### [EXERCISE PROMPT]
Transcribe the listing below only from the line with "Please locate the ceiling" up to and including the line with "Please locate the projected".

### [RECORDS FOR THE TASK]
----------------------------------------

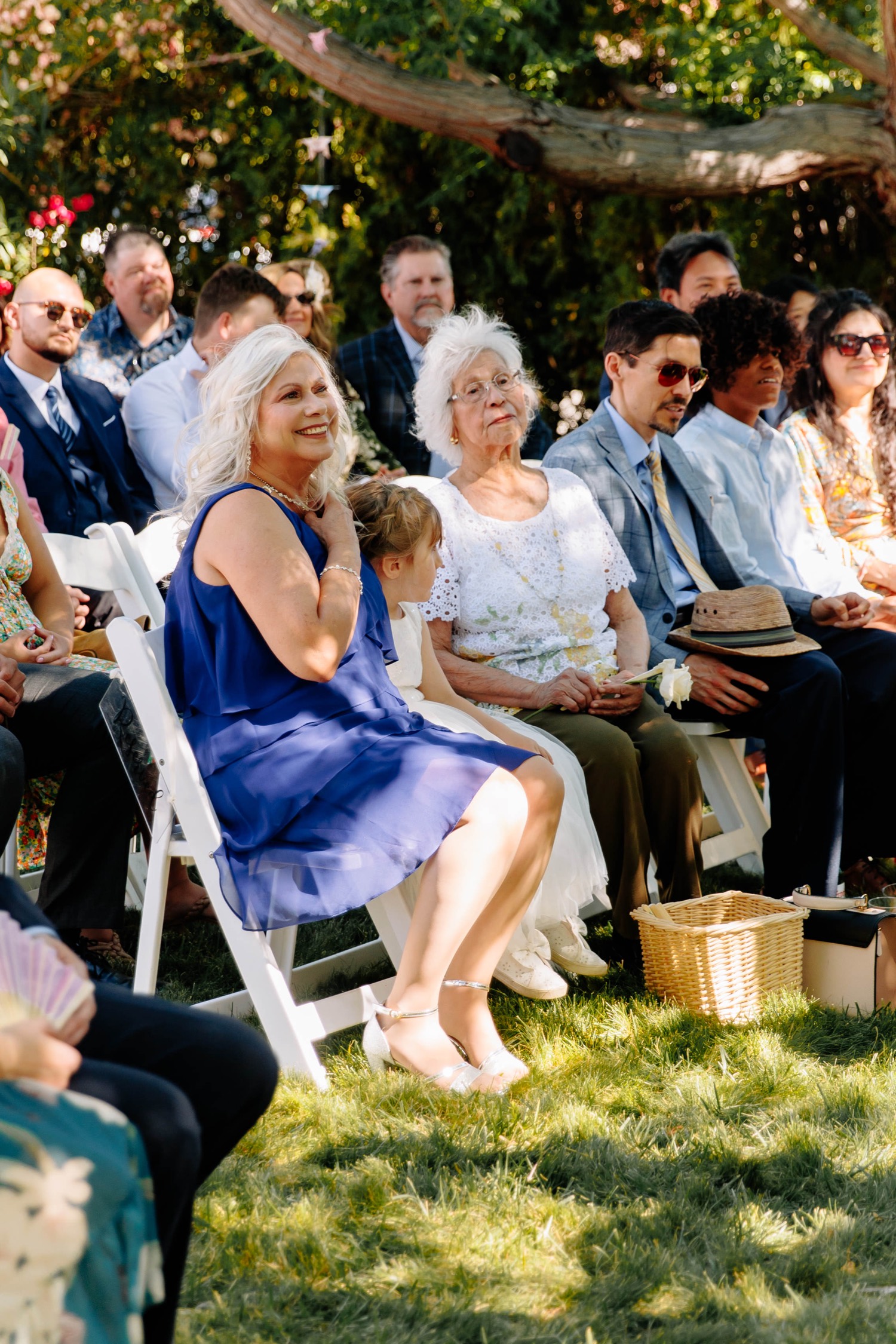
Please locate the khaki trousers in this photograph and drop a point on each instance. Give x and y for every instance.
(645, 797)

----------------------------------------

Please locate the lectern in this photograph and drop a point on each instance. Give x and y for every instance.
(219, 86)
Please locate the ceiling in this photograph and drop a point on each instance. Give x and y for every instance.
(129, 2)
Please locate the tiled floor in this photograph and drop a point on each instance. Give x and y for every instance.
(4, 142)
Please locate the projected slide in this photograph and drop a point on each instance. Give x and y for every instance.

----------------------------------------

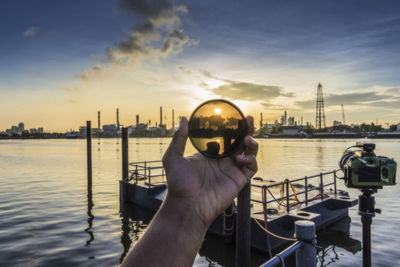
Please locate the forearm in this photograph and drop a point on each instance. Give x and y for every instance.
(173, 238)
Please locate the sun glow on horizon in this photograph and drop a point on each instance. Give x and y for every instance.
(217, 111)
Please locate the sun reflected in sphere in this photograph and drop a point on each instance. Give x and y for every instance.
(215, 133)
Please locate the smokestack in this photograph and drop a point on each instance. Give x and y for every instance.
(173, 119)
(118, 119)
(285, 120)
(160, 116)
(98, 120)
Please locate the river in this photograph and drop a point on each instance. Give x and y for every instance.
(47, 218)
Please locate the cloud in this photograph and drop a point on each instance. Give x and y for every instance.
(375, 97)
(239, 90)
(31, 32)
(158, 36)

----------------------------------------

### [SOLUTION FOR THIS TASK]
Please locate the ceiling in this photograph and drop a point on each instance. Give x and y for every instance.
(129, 2)
Please locate the tiled floor in this photograph and drop a point on each instance. Give x and y for every instance.
(4, 142)
Please locate the projected slide in this photograph and drop a point on each instance. Give x and y for every instance.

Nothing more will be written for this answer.